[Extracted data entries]
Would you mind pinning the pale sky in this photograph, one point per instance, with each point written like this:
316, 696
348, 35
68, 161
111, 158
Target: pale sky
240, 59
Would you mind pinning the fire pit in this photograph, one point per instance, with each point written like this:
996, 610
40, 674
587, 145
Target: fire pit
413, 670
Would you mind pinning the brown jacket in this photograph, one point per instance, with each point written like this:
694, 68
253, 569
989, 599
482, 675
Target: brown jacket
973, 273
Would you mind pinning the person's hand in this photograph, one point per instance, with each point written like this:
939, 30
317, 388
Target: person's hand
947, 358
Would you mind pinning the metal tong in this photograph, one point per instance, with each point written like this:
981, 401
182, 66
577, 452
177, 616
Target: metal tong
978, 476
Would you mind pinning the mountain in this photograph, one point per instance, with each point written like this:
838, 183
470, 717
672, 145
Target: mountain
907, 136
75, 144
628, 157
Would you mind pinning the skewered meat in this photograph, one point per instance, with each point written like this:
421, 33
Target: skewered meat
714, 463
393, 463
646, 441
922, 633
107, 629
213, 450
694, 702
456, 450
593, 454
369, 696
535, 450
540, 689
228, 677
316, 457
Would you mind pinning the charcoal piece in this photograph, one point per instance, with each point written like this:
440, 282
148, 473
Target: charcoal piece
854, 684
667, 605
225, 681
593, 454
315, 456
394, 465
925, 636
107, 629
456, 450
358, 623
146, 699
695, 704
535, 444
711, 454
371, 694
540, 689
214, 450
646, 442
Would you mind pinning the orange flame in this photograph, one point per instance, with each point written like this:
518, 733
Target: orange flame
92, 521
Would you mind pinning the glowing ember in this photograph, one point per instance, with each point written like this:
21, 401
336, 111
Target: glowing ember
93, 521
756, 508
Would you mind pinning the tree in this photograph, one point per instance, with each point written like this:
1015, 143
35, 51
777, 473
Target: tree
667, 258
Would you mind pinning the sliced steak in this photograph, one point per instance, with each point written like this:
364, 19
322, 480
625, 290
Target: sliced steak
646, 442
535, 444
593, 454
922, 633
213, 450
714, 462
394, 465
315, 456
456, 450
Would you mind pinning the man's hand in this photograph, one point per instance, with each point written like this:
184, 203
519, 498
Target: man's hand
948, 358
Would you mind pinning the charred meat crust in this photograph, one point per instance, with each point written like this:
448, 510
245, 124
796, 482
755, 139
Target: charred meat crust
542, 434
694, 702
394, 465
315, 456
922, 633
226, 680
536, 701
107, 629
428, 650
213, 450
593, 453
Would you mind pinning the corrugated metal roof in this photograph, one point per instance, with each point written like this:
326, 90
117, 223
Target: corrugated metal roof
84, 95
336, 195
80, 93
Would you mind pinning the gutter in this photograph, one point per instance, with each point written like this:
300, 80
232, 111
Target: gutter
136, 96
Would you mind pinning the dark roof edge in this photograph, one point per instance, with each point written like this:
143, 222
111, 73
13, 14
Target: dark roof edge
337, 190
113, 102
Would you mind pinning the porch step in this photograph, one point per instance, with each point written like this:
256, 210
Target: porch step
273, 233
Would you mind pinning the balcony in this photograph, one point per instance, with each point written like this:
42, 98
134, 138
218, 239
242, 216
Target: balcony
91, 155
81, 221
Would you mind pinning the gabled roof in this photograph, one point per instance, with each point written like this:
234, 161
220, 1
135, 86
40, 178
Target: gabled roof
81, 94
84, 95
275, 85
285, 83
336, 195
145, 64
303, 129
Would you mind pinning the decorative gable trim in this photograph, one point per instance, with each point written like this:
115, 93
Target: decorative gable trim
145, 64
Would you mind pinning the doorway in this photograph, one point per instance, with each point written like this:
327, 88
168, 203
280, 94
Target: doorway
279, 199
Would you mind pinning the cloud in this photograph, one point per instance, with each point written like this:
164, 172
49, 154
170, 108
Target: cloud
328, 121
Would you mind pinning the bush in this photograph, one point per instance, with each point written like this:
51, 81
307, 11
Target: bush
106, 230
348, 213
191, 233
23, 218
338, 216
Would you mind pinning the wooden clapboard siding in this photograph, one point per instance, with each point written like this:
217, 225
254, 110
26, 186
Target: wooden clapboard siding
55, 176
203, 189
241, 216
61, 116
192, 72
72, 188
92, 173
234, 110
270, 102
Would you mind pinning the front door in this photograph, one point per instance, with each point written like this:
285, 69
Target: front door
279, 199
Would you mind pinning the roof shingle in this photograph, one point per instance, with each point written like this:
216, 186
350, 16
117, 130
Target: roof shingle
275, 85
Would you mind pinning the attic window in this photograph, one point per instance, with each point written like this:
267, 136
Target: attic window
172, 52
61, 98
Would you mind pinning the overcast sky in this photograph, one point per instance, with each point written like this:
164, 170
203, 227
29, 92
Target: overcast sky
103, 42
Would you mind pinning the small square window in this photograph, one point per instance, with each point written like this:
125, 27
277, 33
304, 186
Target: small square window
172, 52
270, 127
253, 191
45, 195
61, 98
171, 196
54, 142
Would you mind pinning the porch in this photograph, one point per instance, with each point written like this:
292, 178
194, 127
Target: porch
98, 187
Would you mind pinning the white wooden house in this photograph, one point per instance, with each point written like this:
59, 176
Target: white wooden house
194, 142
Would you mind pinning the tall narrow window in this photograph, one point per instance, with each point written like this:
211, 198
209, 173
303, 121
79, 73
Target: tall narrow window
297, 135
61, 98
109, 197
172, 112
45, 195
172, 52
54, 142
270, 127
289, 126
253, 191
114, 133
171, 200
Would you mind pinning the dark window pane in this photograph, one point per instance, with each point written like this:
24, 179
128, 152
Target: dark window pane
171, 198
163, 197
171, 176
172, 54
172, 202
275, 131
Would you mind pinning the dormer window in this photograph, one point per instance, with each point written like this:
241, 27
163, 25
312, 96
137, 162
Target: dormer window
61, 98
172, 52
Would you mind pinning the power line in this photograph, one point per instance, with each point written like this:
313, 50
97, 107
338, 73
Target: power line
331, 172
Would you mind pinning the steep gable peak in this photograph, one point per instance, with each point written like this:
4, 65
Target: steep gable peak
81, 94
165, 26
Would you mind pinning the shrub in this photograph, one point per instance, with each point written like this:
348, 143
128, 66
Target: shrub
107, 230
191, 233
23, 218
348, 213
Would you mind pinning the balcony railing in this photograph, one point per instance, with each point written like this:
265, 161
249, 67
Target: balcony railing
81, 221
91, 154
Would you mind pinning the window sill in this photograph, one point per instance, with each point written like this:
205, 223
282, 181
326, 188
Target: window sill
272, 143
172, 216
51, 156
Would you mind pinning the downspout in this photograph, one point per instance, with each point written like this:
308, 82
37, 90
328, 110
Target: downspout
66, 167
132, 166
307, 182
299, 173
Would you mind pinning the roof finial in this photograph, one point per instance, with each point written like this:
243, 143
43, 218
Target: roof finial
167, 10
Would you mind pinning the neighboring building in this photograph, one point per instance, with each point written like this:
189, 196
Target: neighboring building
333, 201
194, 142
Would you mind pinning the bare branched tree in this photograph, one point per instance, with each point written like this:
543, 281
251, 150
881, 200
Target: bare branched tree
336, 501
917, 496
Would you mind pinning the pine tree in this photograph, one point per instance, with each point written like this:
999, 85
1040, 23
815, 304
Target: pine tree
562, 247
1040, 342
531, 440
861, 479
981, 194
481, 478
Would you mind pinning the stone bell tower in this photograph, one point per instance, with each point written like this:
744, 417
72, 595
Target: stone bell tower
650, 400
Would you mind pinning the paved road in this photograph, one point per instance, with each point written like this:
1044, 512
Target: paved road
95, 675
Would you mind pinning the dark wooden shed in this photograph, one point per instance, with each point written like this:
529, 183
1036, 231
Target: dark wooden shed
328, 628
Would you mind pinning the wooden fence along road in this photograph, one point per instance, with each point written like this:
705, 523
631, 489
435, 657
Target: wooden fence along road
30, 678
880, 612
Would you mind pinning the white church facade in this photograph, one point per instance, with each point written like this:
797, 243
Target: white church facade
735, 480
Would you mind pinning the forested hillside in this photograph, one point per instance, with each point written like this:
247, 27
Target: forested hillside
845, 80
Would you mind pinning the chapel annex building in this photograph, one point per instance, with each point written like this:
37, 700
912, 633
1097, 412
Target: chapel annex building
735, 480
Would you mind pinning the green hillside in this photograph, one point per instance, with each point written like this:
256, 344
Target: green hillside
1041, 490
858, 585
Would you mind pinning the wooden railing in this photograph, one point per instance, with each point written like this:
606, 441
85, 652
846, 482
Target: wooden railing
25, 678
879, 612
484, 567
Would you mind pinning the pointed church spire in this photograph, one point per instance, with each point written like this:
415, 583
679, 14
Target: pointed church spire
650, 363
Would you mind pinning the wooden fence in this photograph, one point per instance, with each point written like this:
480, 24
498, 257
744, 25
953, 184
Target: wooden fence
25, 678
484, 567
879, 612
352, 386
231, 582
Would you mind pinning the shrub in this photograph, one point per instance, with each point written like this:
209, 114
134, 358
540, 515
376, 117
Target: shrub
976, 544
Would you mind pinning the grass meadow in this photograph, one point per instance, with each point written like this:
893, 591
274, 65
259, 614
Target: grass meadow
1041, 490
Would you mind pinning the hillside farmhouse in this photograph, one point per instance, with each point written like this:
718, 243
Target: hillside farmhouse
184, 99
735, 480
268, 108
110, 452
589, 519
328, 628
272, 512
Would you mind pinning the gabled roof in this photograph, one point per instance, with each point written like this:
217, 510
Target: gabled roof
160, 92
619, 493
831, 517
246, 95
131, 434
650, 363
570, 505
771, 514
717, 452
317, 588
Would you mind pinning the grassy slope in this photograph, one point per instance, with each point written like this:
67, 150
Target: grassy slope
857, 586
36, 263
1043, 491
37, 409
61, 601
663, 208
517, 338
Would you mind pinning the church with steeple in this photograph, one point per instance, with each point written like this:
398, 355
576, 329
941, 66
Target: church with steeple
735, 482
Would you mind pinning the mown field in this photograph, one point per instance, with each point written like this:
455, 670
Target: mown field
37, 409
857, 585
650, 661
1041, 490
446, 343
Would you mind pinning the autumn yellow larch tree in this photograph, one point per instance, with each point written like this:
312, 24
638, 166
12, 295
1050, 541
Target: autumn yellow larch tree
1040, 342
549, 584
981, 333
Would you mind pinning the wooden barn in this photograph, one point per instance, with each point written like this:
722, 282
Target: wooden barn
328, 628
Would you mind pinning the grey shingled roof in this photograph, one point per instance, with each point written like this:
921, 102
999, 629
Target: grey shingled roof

▸ Your task:
Identify each line in the records above containing the word "grey"; copy those lines.

▸ Task answer:
Would you mind pinning the grey shingled roof in this photograph, one point per instance, with each point written like this:
Target: grey shingled roof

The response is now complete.